- _Short exercise_
All of the data below must be repeated exactly.

(Rows from a dataset)

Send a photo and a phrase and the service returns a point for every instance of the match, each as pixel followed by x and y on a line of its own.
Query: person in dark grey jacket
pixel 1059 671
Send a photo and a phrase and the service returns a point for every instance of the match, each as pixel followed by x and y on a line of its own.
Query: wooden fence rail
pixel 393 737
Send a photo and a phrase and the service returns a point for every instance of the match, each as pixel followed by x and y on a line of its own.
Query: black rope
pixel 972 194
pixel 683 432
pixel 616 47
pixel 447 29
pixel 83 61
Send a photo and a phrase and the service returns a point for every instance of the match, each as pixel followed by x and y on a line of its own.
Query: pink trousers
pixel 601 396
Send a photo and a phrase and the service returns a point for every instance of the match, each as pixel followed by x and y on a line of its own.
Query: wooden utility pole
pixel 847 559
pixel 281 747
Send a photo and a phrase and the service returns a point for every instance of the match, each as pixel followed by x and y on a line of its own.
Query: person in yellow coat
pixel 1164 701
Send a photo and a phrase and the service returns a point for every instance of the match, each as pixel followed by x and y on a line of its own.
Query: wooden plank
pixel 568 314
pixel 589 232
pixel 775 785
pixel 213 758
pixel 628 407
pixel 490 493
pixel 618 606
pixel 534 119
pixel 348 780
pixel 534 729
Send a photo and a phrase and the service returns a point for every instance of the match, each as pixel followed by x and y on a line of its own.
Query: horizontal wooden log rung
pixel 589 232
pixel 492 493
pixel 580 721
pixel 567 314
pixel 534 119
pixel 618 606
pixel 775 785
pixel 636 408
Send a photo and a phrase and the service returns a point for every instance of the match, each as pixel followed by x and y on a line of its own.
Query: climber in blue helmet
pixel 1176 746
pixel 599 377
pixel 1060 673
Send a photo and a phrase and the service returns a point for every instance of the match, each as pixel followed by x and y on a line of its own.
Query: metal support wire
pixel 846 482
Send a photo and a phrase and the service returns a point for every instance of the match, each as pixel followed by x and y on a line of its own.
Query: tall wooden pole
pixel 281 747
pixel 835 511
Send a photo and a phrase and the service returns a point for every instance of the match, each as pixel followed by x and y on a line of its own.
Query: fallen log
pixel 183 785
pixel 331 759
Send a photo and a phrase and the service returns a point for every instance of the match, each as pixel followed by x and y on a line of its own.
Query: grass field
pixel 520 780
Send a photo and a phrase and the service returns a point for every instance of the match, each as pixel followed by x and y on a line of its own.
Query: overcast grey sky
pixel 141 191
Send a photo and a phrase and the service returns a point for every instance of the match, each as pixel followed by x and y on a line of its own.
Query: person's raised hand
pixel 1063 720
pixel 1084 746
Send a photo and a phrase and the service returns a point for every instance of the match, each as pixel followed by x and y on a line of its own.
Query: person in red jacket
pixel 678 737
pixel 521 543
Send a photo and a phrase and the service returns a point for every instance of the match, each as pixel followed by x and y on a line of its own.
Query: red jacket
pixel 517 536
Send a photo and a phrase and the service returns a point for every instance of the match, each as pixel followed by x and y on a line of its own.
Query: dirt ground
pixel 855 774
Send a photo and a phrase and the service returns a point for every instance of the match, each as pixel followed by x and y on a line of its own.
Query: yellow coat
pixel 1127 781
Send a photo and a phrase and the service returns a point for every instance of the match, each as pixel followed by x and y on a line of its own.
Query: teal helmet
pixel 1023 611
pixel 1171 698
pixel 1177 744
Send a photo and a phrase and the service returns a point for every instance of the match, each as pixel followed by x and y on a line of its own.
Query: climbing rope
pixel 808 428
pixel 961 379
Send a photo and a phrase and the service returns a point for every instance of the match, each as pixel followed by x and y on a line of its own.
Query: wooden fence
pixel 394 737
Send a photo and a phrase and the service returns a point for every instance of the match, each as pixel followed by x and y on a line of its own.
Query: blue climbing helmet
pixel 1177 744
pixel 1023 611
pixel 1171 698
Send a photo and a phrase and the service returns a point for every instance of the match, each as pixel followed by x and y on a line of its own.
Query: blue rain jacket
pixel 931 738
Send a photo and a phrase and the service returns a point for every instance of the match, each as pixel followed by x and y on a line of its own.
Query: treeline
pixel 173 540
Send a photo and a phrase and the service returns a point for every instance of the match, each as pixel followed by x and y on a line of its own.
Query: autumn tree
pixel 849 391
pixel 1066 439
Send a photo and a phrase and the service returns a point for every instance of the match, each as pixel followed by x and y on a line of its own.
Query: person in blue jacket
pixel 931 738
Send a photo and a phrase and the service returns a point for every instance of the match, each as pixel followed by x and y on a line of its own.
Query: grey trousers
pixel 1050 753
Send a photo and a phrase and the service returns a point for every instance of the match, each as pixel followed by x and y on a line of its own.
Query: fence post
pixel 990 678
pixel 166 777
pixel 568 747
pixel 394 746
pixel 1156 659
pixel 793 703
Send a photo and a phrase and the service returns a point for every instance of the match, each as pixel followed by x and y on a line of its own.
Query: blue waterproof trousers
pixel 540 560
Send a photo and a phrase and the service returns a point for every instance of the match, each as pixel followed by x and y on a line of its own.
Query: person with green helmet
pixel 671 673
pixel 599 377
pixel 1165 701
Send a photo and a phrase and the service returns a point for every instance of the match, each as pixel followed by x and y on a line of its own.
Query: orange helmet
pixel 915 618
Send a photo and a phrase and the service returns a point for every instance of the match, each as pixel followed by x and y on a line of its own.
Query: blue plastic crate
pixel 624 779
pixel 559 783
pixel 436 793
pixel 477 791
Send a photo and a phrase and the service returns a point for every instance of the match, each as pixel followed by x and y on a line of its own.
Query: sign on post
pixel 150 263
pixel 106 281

- _Answer to the exercise_
Send a photo and a phrase and the service returns a point for every instance of the match, each as pixel followed by x and y on a line of its own.
Query: person in dark grey jacket
pixel 1059 671
Send a photo and a phrase and the service returns a point for every instance of the match, each as pixel followed by x and y on a line of its own.
Query: wooden fence rail
pixel 393 737
Send a photo and a phrase and the service returns a point for every instance of the match, each as pixel followed by x and y on a line of its own.
Query: black rope
pixel 972 194
pixel 683 432
pixel 616 47
pixel 447 29
pixel 83 61
Send a photo and a phrase and the service returns a point for every instance of the match, each as pixel followed by x and y on a line of its own.
Query: pink trousers
pixel 601 396
Send a photo and a phrase and the service returns a point for every instance of the match, each as pixel followed by x and y on a line of its own.
Query: wooden utility pole
pixel 847 559
pixel 281 747
Send a photo and a phrase and the service returns a point for every instance of the match, each as pixel followed by x and y on a line of its own.
Query: person in yellow coat
pixel 1164 701
Send a photo and a phrase and the service returns a point for every instance of the match, each as pixel followed by x and y on a line of its own.
Query: wooden plank
pixel 568 314
pixel 589 232
pixel 775 785
pixel 213 758
pixel 628 407
pixel 490 493
pixel 618 606
pixel 534 119
pixel 348 780
pixel 534 729
Send a photo and a phrase and the service returns a point for every instance of the match, each as pixel followed by x and y on a line of its own.
Query: horizontal wooden log rung
pixel 589 232
pixel 492 493
pixel 580 721
pixel 567 314
pixel 534 119
pixel 618 606
pixel 775 785
pixel 636 408
Send a photo and a phrase and the service returns a point for every instance of the match, each as pixel followed by x and y on a line of its own.
Query: climber in blue helmet
pixel 1176 746
pixel 599 377
pixel 1060 673
Send a photo and a phrase and the service returns a point for every instance of the match, each as pixel followed by x and y on a line of its own.
Query: metal support wire
pixel 846 482
Send a photo and a phrase and the service returns a point for every instance of the match, each as pixel followed by x and y on a line of its own.
Query: tall wooden pole
pixel 281 747
pixel 835 511
Send a photo and a phrase and the service returns a point for every instance of the match, each as pixel followed by x and y on a line of its own.
Query: fallen log
pixel 183 785
pixel 331 759
Send a photo and a phrase and the service returns a point for every instance of the match, each as pixel followed by x and y on a line of its own.
Query: grass field
pixel 520 780
Send a photo and a phrase and the service returns a point for every instance of the match, each as pixel followed by x and y on a line of its own.
Query: overcast grey sky
pixel 141 191
Send a photo and a phrase and the service returns a point for every instance of the match, each as pixel followed by x and y on a line of its own.
Query: person's raised hand
pixel 1063 720
pixel 1084 746
Send a photo and a phrase and the service returns a point for every instance of the match, each as pixel followed by x and y on a line of its own.
Query: person in red jacket
pixel 678 737
pixel 521 543
Send a photo and a phrase and the service returns a point for every instance of the match, each as pixel followed by x and y on a line of its own.
Query: red jacket
pixel 517 536
Send a photo and a phrase and the service returns a point for every instance of the match, each as pixel followed by x and y on a line of its own.
Query: dirt ground
pixel 855 774
Send a photo and a phrase and the service returns a point for every instance of the match, each as pixel followed by x and y on a line of its own.
Query: yellow coat
pixel 1127 781
Send a photo and a phrase and the service returns a point for every instance of the match, each as pixel followed by x and y on a line of its own.
Query: teal helmet
pixel 1023 611
pixel 1171 698
pixel 1177 744
Send a photo and a phrase and the service returns a point for every instance of the match, each as pixel followed by x and y on a line of its own.
Query: climbing rope
pixel 808 428
pixel 961 379
Send a photo and a phrase and the service returns a point for every instance of the match, each as pixel followed by x and y on a line of its own.
Query: wooden fence
pixel 394 737
Send a photo and a phrase and the service returns a point for every instance of the match, each as pixel followed by x and y on a line of its own.
Query: blue climbing helmet
pixel 1177 744
pixel 1023 611
pixel 1171 698
Send a photo and a phrase and the service returns a point for every instance of the match, each as pixel followed by x and y on a line of its own.
Query: blue rain jacket
pixel 931 738
Send a photo and a phrase and the service returns a point for every instance of the match, each as pixel followed by x and y on a line of its own.
Query: treeline
pixel 173 540
Send a photo and a phrase and the service returns a point for every instance of the match, each as pixel followed by x and y on a line of its own.
Query: autumn tree
pixel 849 391
pixel 1066 439
Send a photo and a phrase and the service returns a point for every instance of the match, each as pixel followed by x and y on a line of its own.
Query: person in blue jacket
pixel 931 738
Send a photo and a phrase and the service returns a point for every instance of the match, each as pixel followed by x and y on a line of its own.
Query: grey trousers
pixel 1050 753
Send a photo and a phrase and the service returns a point for every instance of the match, each as pixel followed by x and y on a line of its own.
Query: fence post
pixel 990 678
pixel 166 777
pixel 568 747
pixel 394 746
pixel 1156 659
pixel 793 703
Send a photo and a phrase and the service returns a point for every instance of the match, each as pixel followed by x and y on a line of its own.
Query: blue waterproof trousers
pixel 540 560
Send a photo and a phrase and the service returns a point for every instance of the match, each as pixel followed by x and y on a line of its own.
Query: person with green helmet
pixel 671 673
pixel 599 377
pixel 1165 701
Send a photo and a phrase and the service returns a point for every instance of the match, each as pixel followed by x and y on a line of its own.
Query: orange helmet
pixel 915 618
Send a photo and a phrase and the service returns a point for every instance of the match, each as pixel followed by x and y on a line of its own.
Query: blue plastic crate
pixel 624 779
pixel 559 783
pixel 436 793
pixel 477 791
Send a photo and a phrase and the service returns a point for every instance of the match, each as pixel followed by x and y on a line of its own.
Query: sign on post
pixel 150 263
pixel 106 281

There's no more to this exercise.